| Dataset extract |
⁂

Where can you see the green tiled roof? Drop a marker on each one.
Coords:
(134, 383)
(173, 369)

⁂

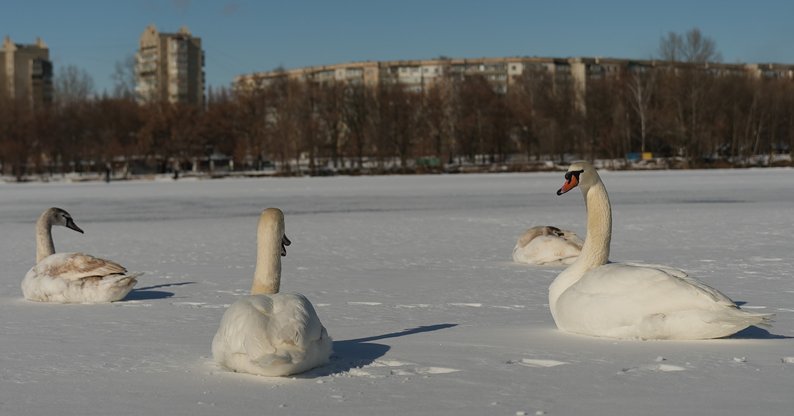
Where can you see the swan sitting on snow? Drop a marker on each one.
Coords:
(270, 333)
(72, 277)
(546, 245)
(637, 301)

⁂

| Exercise |
Find all lines in the records that hold the word "each". Copy them.

| Exercise response |
Where can you see the green tiled roof? Drop a marker on each one.
Where can you see the swan sitting on snow? Drop a marker on each one.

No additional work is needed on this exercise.